── ТЕКСТ СТРАНИЦЫ

О Петре Билыводе

 Виктор Филимонов

 
 К Ко дню рождения Петра Билыводы (02.08. 1954), украинского поэта, погибшего в марте 1997 года.



ПРОПИСКА (фрагмент)
Адреса одного поэтического странничества
Хвала, хвала моiй шпакiвнi!
Iз вирiю мiй шлях лежить
туди, де вечоровий пiвень
на рiднiй мовi гомонить…
(Петро Билывода. Исповедь скворца)
Время и место: из личных переживаний.
Пролог.
Лирика Билыводы - это лирика моего друга ПЕТРА ШЕВЧЕНКО.
Единомышленника, совпавшего со мною в исторически ответственный момент нашего мировоззренческого становления. Так что речь пойдет даже и не о стихах, а о живых фактах и моей, и его духовной биографии. Особенно это касается произведений, явившихся в нашем общежитийном пребывании со второй половины 1970-х до середины 1980-х.
Даже сейчас, листая посмертный сборник его лирики, отмечаю про себя, с некой даже мистической оторопью, одному мне, может быть, внятные следы нашего сосуществования. Натыкаюсь, например, на строки, датированные 27 июля 1983 года (точная датировка для Билыводы – редкость), которые могли бы тогда вырваться (от безнадеги!) и из меня, если бы я хоть немного на такую точность и выразительность высказывания был способен.

────

* ЦЕЛИ:
A) Перечислите все годы и десятилетия, названные в тексте о Петре Билыводе, в порядке их появления.
B) Подхватите текст о Петре Билыводе и продолжите его после последнего предложения.
Записи здесь никакой роли не играют.

── ПРЕДОСТАВЛЕННЫЕ ЗАПИСИ

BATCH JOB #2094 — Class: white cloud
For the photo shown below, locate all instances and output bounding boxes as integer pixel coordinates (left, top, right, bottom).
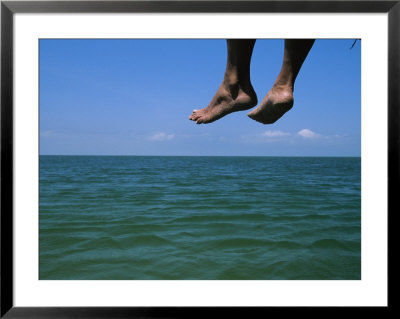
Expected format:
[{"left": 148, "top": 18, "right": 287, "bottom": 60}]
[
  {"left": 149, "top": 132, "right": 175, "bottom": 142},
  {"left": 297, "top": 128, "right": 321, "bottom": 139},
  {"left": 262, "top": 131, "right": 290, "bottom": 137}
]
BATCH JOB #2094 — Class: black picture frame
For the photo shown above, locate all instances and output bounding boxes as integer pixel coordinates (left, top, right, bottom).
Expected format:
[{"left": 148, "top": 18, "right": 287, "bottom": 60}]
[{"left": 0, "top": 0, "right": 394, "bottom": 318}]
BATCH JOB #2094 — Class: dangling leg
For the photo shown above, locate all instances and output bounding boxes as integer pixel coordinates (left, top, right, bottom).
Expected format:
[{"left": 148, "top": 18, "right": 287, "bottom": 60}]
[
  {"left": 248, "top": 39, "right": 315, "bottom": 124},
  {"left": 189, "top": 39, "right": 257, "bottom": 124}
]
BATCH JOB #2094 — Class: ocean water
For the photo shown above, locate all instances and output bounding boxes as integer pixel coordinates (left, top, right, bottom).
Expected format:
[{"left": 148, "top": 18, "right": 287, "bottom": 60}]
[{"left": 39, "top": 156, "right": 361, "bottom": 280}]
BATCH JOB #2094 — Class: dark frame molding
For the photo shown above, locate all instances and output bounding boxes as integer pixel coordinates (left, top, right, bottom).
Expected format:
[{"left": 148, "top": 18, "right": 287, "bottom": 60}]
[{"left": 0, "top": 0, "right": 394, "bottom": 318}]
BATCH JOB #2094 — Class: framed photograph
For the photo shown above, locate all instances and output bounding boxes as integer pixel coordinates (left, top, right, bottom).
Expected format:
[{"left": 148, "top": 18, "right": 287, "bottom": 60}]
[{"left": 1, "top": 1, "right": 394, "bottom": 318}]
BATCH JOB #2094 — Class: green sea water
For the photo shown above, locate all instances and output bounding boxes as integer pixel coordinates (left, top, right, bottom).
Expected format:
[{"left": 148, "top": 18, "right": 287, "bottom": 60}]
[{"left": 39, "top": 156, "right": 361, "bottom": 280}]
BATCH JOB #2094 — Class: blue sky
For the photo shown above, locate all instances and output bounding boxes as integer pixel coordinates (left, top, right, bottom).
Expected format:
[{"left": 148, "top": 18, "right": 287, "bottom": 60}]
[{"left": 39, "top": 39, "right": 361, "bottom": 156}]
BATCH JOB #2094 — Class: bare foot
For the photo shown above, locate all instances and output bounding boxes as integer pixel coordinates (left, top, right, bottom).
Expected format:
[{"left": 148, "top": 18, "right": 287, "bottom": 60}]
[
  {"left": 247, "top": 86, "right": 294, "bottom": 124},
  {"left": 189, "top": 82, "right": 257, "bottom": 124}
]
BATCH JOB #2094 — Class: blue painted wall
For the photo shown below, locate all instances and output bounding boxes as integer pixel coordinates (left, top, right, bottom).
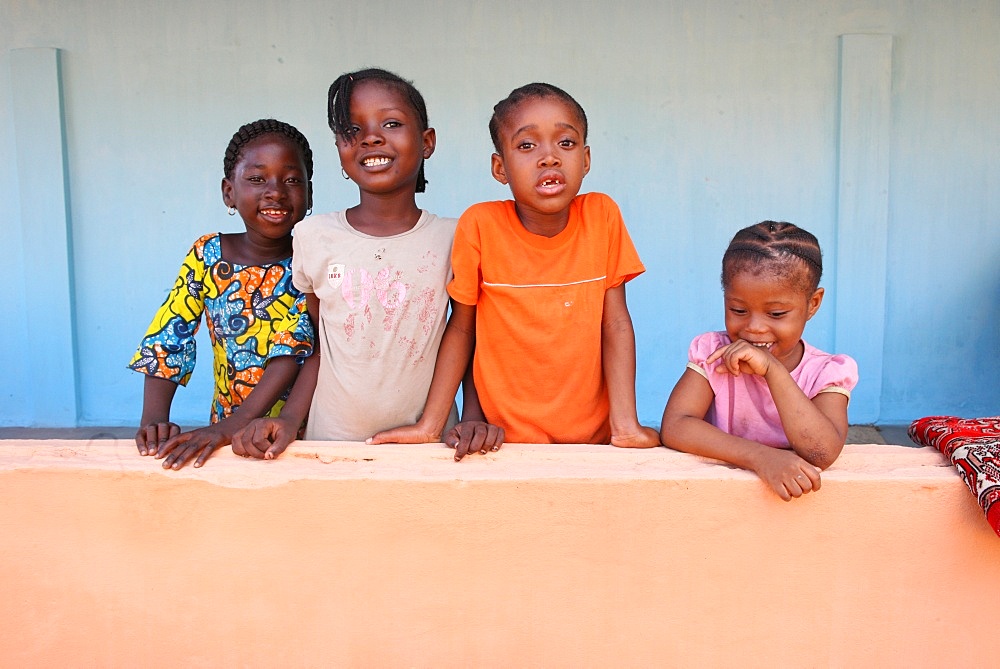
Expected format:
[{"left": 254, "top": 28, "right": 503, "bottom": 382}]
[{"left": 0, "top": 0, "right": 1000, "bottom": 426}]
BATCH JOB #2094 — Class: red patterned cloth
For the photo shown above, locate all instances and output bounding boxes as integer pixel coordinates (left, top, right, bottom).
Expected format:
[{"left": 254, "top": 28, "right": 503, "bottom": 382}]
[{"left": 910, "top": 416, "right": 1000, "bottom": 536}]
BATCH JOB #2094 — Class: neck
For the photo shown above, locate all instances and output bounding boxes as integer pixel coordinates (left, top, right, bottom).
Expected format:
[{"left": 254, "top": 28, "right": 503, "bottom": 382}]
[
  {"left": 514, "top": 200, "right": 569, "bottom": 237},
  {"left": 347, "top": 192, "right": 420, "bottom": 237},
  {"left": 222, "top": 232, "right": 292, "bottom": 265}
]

────

* ОТВЕТЫ ПО ЗАДАНИЯМ:
A) 1954, 1997, 1970-е, 1980-е, 1983

B)
Здрастуй, враже. Ось нарештi
ми з тобою I зустрiлись.
Затупились нашi стрiли,
заiржавiли мечi.
Будем битись, не миритись,
Ти ховався надто довго
за спиною, наче кiшка,
вслiд за мною крадучись…
(«Встреча»)
…То было жаркое и трудное лето. Для меня - перевальное в пугающий новый уклад жизни. Кому ведомы суетные мои дела тридцатилетней давности, когда я проживал в ныне доблестной столице «ЛНР» - Луганске-Ворошиловграде, может подумать, что имеются в виду зоркие наши Органы, заставившие меня бежать из привычных мест существования в российскую деревню на Владимирщине.
Но это не совсем так. Еще со времен подростково-хулиганских баталий, удивительным образом сопрягшихся в подсознании со стараниями Советского государства, запало, укрепилось и до сих пор живет жутко-изнурительное чувство нескончаемого преследования, гона. Такой перманентно длящийся сон, который сегодня, что печально, для многих в тех местах, для близких мне людей, в том числе, стал реальностью. И опять же - с подачи государственных и негосударственных «паханов» разного статуса и калибра.
По старой памяти, во сне, местом укрытия чаще всего бывает старенький двор дома в Лесном переулке упомянутого Луганска, где протекало с начала 1950-х мое детство, отрочество и даже юность. Ничего этого – ни дома, ни двора, ни переулка - теперь нет. Там ныне здания административные, над которыми водружались какое-то время тому рассейские прапора; там и конь с гениальным командармом Климом Ворошиловым в виде памятника. Значит, спасаться сегодня уже негде. И вот остаешься наедине с неизбывным в себе ужасом преследования и предчувствия неизбежной кары за какие-то (и мои и не мои) грехи.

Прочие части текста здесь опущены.